Present the lines below as a numbered list, omitting any blank lines.
Start Dataset excerpts
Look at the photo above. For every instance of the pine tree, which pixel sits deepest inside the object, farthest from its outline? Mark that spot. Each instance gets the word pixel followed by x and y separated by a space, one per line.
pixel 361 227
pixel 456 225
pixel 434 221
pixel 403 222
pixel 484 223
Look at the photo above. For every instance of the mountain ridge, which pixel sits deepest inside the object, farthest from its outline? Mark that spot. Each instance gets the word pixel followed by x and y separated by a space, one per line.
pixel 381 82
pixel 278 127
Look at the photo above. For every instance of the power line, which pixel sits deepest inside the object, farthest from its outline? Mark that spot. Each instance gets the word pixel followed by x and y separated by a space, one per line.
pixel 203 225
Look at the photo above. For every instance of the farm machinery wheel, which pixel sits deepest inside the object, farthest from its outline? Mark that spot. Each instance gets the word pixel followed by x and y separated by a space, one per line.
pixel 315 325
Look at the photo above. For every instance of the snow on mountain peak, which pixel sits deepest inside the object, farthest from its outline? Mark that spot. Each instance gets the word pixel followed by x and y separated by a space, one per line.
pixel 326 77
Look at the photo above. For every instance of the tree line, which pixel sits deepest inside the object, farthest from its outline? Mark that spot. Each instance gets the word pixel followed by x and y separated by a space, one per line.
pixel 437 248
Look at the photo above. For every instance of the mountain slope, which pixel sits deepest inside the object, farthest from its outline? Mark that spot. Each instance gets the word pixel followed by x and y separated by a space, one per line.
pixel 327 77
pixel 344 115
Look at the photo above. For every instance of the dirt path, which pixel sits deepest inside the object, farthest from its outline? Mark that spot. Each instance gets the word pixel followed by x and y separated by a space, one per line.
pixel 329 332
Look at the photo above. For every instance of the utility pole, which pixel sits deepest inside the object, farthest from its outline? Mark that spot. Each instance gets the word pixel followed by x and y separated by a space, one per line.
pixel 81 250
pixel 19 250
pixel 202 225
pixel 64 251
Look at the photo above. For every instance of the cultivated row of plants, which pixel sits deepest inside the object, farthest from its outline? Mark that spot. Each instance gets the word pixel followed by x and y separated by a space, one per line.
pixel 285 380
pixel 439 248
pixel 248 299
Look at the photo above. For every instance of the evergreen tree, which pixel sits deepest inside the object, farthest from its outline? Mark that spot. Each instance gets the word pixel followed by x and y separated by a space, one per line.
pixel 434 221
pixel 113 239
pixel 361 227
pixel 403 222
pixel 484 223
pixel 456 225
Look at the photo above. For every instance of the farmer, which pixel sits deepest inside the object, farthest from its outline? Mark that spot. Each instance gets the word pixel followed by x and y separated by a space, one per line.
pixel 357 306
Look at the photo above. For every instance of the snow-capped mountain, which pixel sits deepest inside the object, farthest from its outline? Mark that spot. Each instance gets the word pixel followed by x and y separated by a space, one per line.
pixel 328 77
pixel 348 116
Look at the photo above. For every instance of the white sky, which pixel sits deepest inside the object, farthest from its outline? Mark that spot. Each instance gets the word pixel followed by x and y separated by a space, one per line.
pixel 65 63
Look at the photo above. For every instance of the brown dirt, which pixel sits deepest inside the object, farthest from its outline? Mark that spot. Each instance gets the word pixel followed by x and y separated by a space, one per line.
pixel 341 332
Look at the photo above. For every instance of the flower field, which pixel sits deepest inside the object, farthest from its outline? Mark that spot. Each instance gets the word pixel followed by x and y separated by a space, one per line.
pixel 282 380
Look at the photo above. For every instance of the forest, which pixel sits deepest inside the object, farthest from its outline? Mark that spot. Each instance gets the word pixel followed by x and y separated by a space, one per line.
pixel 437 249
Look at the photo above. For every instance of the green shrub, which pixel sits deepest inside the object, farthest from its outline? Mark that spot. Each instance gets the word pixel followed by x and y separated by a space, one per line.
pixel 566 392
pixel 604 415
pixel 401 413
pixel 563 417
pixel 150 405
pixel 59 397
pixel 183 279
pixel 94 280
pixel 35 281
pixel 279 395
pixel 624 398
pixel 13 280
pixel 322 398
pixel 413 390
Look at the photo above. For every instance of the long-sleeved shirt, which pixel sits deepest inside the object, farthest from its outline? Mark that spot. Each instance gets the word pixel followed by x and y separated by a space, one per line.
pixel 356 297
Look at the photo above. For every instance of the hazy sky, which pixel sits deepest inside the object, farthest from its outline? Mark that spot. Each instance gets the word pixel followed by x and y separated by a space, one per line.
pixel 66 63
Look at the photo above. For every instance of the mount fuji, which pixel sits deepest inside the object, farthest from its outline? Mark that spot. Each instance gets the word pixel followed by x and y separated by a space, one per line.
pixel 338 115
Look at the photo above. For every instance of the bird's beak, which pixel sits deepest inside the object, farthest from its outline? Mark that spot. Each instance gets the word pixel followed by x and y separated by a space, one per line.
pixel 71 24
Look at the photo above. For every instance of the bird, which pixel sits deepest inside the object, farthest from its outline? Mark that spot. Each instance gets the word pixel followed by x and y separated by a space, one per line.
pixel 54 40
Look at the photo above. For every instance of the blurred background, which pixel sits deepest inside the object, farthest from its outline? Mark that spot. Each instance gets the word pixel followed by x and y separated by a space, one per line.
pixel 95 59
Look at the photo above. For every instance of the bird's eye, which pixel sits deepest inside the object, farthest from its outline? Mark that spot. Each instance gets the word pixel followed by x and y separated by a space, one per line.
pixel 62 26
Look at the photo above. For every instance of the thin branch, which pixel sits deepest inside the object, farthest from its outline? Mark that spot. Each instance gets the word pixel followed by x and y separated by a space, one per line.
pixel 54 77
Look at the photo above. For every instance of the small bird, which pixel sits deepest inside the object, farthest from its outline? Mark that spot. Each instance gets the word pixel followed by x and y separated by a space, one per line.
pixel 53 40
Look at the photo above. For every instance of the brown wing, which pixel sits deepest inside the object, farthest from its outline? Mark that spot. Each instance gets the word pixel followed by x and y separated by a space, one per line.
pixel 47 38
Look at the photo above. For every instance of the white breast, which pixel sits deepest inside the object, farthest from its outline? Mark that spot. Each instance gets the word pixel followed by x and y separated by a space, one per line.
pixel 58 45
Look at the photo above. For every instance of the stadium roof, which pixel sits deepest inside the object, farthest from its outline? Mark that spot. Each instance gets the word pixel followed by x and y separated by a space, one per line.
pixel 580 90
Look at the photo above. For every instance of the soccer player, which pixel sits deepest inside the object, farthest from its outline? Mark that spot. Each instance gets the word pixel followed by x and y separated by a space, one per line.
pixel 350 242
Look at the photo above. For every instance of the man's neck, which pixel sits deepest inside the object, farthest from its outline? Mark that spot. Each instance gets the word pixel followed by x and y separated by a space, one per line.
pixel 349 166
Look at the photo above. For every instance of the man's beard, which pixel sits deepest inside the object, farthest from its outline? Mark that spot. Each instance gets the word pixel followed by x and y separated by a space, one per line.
End Dataset excerpts
Final answer.
1. Look at the photo above. For every instance of the pine tree, which pixel sits deepest inside the object, farthest from its outline? Mark that spot. Each instance gets the word pixel followed by x and y separated by a space, one per line.
2. pixel 361 227
3. pixel 456 225
4. pixel 434 221
5. pixel 403 222
6. pixel 484 223
7. Look at the photo above. For every instance of the mountain ridge, which pixel sits deepest inside the object, farthest from its outline? Mark that spot. Each instance gets the word pixel followed by x and y separated by a space, one per line.
8. pixel 381 82
9. pixel 278 127
10. Look at the photo above. For every instance of the power line, which pixel sits deepest inside the object, farthest from its outline? Mark that spot. Each instance gets the word pixel followed by x and y separated by a space, one per line.
11. pixel 203 225
12. Look at the photo above. For every instance of the farm machinery wheel, which pixel sits deepest inside the object, farthest from its outline? Mark that spot. Each instance gets the word pixel followed by x and y separated by a space, one per line.
13. pixel 315 325
14. Look at the photo above. For every instance of the snow on mountain peak, which pixel sits deepest inside the object, farthest from its outline? Mark that spot. Each instance gets the word pixel followed by x and y separated by a space, one per line.
15. pixel 326 77
16. Look at the photo above. For every instance of the tree line, which pixel sits deepest inside the object, farthest from its outline? Mark that spot. Each instance gets the word pixel followed by x and y separated by a space, one per line.
17. pixel 437 248
18. Look at the photo above. For every instance of the mountain slope, which pixel sits deepest inside the object, farthest from its outline? Mark that spot. Each instance gets the word pixel followed by x and y separated by a space, one per line.
19. pixel 327 77
20. pixel 344 115
21. Look at the photo above. For every instance of the dirt path, which pixel sits deepest inside the object, farthest from its outline? Mark that spot. Each instance gets the word pixel followed by x and y separated by a space, one per line.
22. pixel 329 332
23. Look at the photo above. For every instance of the utility pole, which pixel sits deepest inside the object, farthest from its outline? Mark that spot. Each instance gets the word pixel followed by x and y separated by a space, one per line.
24. pixel 81 250
25. pixel 19 250
26. pixel 202 225
27. pixel 64 251
28. Look at the photo above. For every instance of the cultivated row of plants, which pixel sits deepest inside the object, farthest from its outline? Mark that spot. Each instance gets the word pixel followed by x and y separated by a space, one per line.
29. pixel 285 380
30. pixel 439 248
31. pixel 248 299
32. Look at the photo above. For every instance of the evergreen tree, which pixel sits deepest inside the object, farthest from its outline? Mark that spot. Each instance gets the word pixel followed by x and y separated by a space, one per line.
33. pixel 434 221
34. pixel 113 239
35. pixel 361 227
36. pixel 403 222
37. pixel 484 223
38. pixel 456 225
39. Look at the photo above. For every instance of the farmer, which pixel sits deepest inside the object, farthest from its outline? Mark that spot. Each instance gets the word pixel followed by x and y separated by a space, one per line.
40. pixel 357 306
41. Look at the photo above. For every instance of the snow-capped mountain, which pixel sits deepest inside the object, farthest from its outline? Mark that spot. Each instance gets the word pixel followed by x and y separated by a space, one per line.
42. pixel 328 77
43. pixel 348 116
44. Look at the photo above. For every instance of the white sky, which pixel sits deepest inside the object, farthest from its outline? Mark that spot. Each instance gets the word pixel followed by x and y separated by a space, one per line.
45. pixel 65 63
46. Look at the photo above. For every instance of the brown dirt, which pixel sits deepest inside the object, farthest from its outline? Mark that spot. Each instance gets the word pixel followed by x and y separated by a space, one per line.
47. pixel 341 332
48. Look at the photo above. For every instance of the flower field, which pixel sits deepest inside the object, farthest from its outline? Mark that spot. Each instance gets the word pixel followed by x and y separated by a space, one per line.
49. pixel 282 380
50. Look at the photo above. For every instance of the forest, which pixel sits deepest inside the object, farthest from its outline? Mark that spot. Each instance gets the word pixel followed by x and y separated by a space, one per line.
51. pixel 437 249
52. Look at the photo above. For every instance of the green shrub, which pixel sits deepest inside the object, farthest from its outline? Mark that spot. Each instance gets the word pixel followed by x and y separated by a space, one per line.
53. pixel 566 392
54. pixel 604 415
55. pixel 401 413
56. pixel 563 417
57. pixel 150 405
58. pixel 59 397
59. pixel 183 279
60. pixel 94 280
61. pixel 35 281
62. pixel 279 395
63. pixel 624 398
64. pixel 13 280
65. pixel 322 398
66. pixel 413 390
67. Look at the photo above. For every instance of the long-sleeved shirt, which pixel sits deepest inside the object, farthest from its outline? Mark that spot. Each instance gets the word pixel followed by x and y separated by a space, one per line.
68. pixel 356 297
69. Look at the photo above. For every instance of the hazy sky, which pixel sits deepest inside the object, farthest from its outline? Mark that spot. Each instance gets the word pixel followed by x and y separated by a space, one per line.
70. pixel 66 63
71. Look at the photo above. For every instance of the mount fuji, which pixel sits deepest inside the object, farthest from its outline? Mark that spot. Each instance gets the word pixel followed by x and y separated by a space, one per line.
72. pixel 338 115
73. Look at the photo above. For every instance of the bird's beak, which pixel sits deepest inside the object, farthest from its outline? Mark that spot. Each instance gets the word pixel followed by x and y separated by a space, one per line.
74. pixel 71 24
75. Look at the photo above. For every instance of the bird, which pixel sits deepest inside the object, farthest from its outline? Mark that spot. Each instance gets the word pixel followed by x and y separated by a space, one per line.
76. pixel 54 40
77. Look at the photo above. For every instance of the blurred background, which pixel sits deepest inside the object, farthest from its outline? Mark that spot. Each instance gets the word pixel followed by x and y separated by a space, one per line.
78. pixel 95 59
79. Look at the photo above. For every instance of the bird's eye, which pixel sits deepest inside the object, farthest from its outline? Mark that spot. Each instance gets the word pixel followed by x and y separated by a space, one per line.
80. pixel 62 26
81. Look at the photo above. For every instance of the thin branch, which pixel sits deepest inside the object, farthest from its outline? Mark that spot. Each instance gets the word pixel followed by x and y separated by a space, one per line.
82. pixel 54 77
83. Look at the photo above. For every instance of the small bird, which pixel sits deepest inside the object, farthest from its outline? Mark that spot. Each instance gets the word pixel followed by x and y separated by a space, one per line.
84. pixel 53 40
85. Look at the photo above. For every instance of the brown wing, which pixel sits deepest inside the object, farthest from its outline? Mark that spot. Each instance gets the word pixel followed by x and y separated by a space, one per line.
86. pixel 47 38
87. Look at the photo above. For every instance of the white breast, which pixel sits deepest inside the object, farthest from its outline? Mark that spot. Each instance gets the word pixel followed by x and y separated by a space, one per line.
88. pixel 58 45
89. Look at the photo above. For every instance of the stadium roof, which pixel sits deepest inside the object, farthest from its outline? Mark that spot. Each instance gets the word pixel followed by x and y separated by a space, one per line.
90. pixel 580 90
91. Look at the photo above. For every instance of the soccer player, which pixel sits deepest inside the object, farthest from its outline? Mark that spot. Each instance gets the word pixel followed by x and y separated by a space, one per line.
92. pixel 350 242
93. Look at the photo above. For every instance of the man's neck, which pixel sits deepest inside the object, farthest from its outline? Mark that spot. Each instance gets the word pixel followed by x and y separated by a space, one per line.
94. pixel 349 166
95. Look at the photo above. For every instance of the man's beard, which pixel sits deepest inside the object, farthest from its outline? Mark that spot. Each instance gets the word pixel followed by x and y separated by a space, one per line.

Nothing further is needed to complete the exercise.